# Exercise prompt:
Drop the images; return everything else in the listing below exactly.

# Record set:

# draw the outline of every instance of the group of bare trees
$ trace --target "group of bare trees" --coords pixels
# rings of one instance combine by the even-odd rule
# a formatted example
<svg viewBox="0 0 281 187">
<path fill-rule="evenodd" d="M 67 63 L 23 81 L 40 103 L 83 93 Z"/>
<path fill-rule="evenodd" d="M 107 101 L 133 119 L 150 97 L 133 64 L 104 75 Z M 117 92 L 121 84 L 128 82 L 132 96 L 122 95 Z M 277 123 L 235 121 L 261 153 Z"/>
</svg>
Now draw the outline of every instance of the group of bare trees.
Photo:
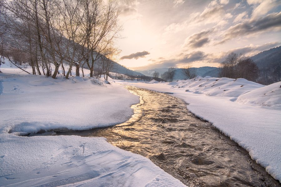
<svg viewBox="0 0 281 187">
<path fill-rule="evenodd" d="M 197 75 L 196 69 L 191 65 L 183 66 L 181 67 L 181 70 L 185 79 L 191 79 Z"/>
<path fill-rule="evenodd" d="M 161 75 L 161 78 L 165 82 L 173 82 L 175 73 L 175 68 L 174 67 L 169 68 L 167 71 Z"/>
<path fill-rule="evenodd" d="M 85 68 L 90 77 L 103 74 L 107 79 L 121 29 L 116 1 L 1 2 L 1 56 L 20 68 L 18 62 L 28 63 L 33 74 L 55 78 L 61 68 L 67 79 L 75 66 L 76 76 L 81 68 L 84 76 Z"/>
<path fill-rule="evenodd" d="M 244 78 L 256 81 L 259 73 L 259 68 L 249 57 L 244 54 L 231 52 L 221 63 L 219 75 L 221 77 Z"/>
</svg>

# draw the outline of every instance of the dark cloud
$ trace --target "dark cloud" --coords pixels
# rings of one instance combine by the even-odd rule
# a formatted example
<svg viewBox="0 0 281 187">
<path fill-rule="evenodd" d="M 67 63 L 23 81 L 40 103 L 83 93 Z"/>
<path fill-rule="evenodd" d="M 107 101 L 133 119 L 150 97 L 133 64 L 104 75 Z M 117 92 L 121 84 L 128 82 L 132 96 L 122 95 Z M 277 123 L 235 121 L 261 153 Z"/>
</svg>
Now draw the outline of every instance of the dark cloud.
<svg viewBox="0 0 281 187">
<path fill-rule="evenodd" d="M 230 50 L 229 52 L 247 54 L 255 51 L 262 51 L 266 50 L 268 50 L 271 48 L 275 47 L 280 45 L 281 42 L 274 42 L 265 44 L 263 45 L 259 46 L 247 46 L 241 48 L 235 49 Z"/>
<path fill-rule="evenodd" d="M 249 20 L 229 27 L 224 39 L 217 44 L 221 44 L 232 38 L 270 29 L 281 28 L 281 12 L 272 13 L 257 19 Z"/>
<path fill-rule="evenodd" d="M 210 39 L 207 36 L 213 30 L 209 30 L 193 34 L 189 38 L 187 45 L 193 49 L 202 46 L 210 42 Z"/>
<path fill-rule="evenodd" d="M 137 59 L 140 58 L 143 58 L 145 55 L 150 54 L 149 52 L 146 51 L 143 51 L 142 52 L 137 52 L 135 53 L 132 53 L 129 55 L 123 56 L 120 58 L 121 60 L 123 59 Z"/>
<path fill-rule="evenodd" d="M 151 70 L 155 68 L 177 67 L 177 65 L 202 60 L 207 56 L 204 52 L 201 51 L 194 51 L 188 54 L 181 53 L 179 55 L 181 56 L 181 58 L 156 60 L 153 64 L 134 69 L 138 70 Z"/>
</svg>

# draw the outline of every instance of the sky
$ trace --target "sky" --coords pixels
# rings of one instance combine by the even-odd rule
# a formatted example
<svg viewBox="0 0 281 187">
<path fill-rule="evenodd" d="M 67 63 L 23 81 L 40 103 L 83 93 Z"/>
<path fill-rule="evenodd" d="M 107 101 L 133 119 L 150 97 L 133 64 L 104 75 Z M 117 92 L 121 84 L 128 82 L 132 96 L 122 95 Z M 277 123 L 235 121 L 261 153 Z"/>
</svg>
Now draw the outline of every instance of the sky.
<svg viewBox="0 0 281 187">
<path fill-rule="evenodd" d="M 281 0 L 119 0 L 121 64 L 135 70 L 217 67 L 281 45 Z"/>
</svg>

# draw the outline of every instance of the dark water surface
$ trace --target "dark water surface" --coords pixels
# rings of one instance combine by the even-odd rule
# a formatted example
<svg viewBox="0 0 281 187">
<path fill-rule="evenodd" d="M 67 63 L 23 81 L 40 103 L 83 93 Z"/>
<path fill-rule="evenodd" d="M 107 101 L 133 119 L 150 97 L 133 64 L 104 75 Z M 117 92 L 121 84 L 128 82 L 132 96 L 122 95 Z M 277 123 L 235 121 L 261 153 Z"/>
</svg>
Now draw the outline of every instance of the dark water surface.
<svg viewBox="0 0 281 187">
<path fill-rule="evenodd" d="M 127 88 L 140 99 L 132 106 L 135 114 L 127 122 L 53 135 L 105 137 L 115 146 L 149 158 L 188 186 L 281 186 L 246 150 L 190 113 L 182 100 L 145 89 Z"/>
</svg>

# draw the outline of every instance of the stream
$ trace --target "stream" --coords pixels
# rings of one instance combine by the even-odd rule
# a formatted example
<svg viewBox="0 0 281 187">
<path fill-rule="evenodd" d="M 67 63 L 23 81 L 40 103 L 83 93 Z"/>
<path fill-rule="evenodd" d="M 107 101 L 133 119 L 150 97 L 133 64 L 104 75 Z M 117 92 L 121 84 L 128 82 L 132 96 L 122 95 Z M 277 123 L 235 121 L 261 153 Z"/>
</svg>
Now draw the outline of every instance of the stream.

# Answer to this exercise:
# draw the outline of every instance of the group of bare trees
$ trace --target "group of bare trees" --coords pixels
# rings of one instance combine by the even-odd rule
# a formatted example
<svg viewBox="0 0 281 187">
<path fill-rule="evenodd" d="M 67 63 L 23 81 L 40 103 L 83 93 Z"/>
<path fill-rule="evenodd" d="M 107 101 L 133 119 L 150 97 L 133 64 L 104 75 Z M 117 92 L 121 84 L 128 82 L 132 96 L 122 95 Z M 277 123 L 235 121 L 261 153 Z"/>
</svg>
Now draw the outline of every instance of the group of bare trees.
Photo:
<svg viewBox="0 0 281 187">
<path fill-rule="evenodd" d="M 197 75 L 196 69 L 191 65 L 183 66 L 181 67 L 181 70 L 185 79 L 191 79 Z"/>
<path fill-rule="evenodd" d="M 161 75 L 161 78 L 165 82 L 173 82 L 175 73 L 175 68 L 174 67 L 169 68 L 167 71 Z"/>
<path fill-rule="evenodd" d="M 85 68 L 90 77 L 103 74 L 107 79 L 121 29 L 116 1 L 1 2 L 1 56 L 20 68 L 18 62 L 28 63 L 33 74 L 55 78 L 61 68 L 67 79 L 75 66 L 76 76 L 81 68 L 84 76 Z"/>
<path fill-rule="evenodd" d="M 244 78 L 256 81 L 259 73 L 259 68 L 249 57 L 244 54 L 231 52 L 221 63 L 219 75 L 221 77 Z"/>
</svg>

# draw the outline of every instance of the dark cloud
$ trace --target "dark cloud" --coords pixels
# rings of one instance combine by the even-odd rule
# a formatted example
<svg viewBox="0 0 281 187">
<path fill-rule="evenodd" d="M 67 63 L 23 81 L 40 103 L 83 93 Z"/>
<path fill-rule="evenodd" d="M 107 101 L 133 119 L 150 97 L 133 64 L 104 75 Z M 117 92 L 121 84 L 128 82 L 132 96 L 122 95 Z M 277 123 L 235 121 L 261 153 Z"/>
</svg>
Now draw the outline of every instance of the dark cloud.
<svg viewBox="0 0 281 187">
<path fill-rule="evenodd" d="M 230 50 L 229 52 L 247 54 L 255 51 L 262 51 L 266 50 L 268 50 L 271 48 L 275 47 L 280 45 L 281 42 L 274 42 L 265 44 L 263 45 L 259 46 L 247 46 L 241 48 L 235 49 Z"/>
<path fill-rule="evenodd" d="M 249 20 L 229 27 L 224 39 L 217 44 L 221 44 L 232 38 L 270 29 L 281 28 L 281 12 L 272 13 L 257 19 Z"/>
<path fill-rule="evenodd" d="M 210 39 L 207 36 L 213 30 L 209 30 L 193 34 L 189 38 L 187 45 L 193 49 L 202 46 L 210 42 Z"/>
<path fill-rule="evenodd" d="M 137 59 L 140 58 L 143 58 L 145 55 L 150 54 L 149 52 L 146 51 L 143 51 L 142 52 L 137 52 L 135 53 L 132 53 L 129 55 L 123 56 L 120 58 L 121 60 L 123 59 Z"/>
<path fill-rule="evenodd" d="M 151 70 L 155 68 L 177 67 L 177 65 L 202 60 L 207 56 L 204 52 L 201 51 L 194 51 L 188 54 L 181 53 L 179 55 L 181 56 L 181 58 L 156 60 L 153 64 L 134 69 L 138 70 Z"/>
</svg>

# draw the outline of every instance of the sky
$ trace --target "sky" --coords pixels
# rings of one instance combine by the even-odd rule
# a formatted example
<svg viewBox="0 0 281 187">
<path fill-rule="evenodd" d="M 67 63 L 23 81 L 40 103 L 83 93 Z"/>
<path fill-rule="evenodd" d="M 107 101 L 133 119 L 150 97 L 133 64 L 104 75 Z M 117 92 L 121 84 L 128 82 L 132 96 L 122 95 Z M 277 123 L 235 121 L 261 153 Z"/>
</svg>
Now draw the outline of every instance of the sky.
<svg viewBox="0 0 281 187">
<path fill-rule="evenodd" d="M 281 0 L 119 0 L 121 64 L 135 70 L 217 67 L 281 45 Z"/>
</svg>

# draw the outline of every instance of the dark water surface
$ trace --target "dark water surface" --coords pixels
# rings of one instance combine by the even-odd rule
# a formatted example
<svg viewBox="0 0 281 187">
<path fill-rule="evenodd" d="M 67 63 L 23 81 L 40 103 L 83 93 Z"/>
<path fill-rule="evenodd" d="M 107 101 L 133 119 L 150 97 L 133 64 L 104 75 Z M 117 92 L 121 84 L 128 82 L 132 96 L 122 95 Z M 277 123 L 235 121 L 261 153 Z"/>
</svg>
Now draw the outline of every instance of the dark water surface.
<svg viewBox="0 0 281 187">
<path fill-rule="evenodd" d="M 127 88 L 140 99 L 132 106 L 135 114 L 127 122 L 53 135 L 105 137 L 115 146 L 149 158 L 188 186 L 281 186 L 246 150 L 190 113 L 182 100 L 145 89 Z"/>
</svg>

# draw the outline of every instance of the stream
$ trace --target "stream" --coords pixels
# rings of one instance combine by the even-odd rule
# a formatted example
<svg viewBox="0 0 281 187">
<path fill-rule="evenodd" d="M 67 63 L 23 81 L 40 103 L 83 93 Z"/>
<path fill-rule="evenodd" d="M 107 101 L 133 119 L 150 97 L 133 64 L 104 75 Z M 117 92 L 121 84 L 128 82 L 132 96 L 122 95 Z M 277 123 L 235 121 L 261 153 Z"/>
</svg>
Now draw the outline of every instance of the stream.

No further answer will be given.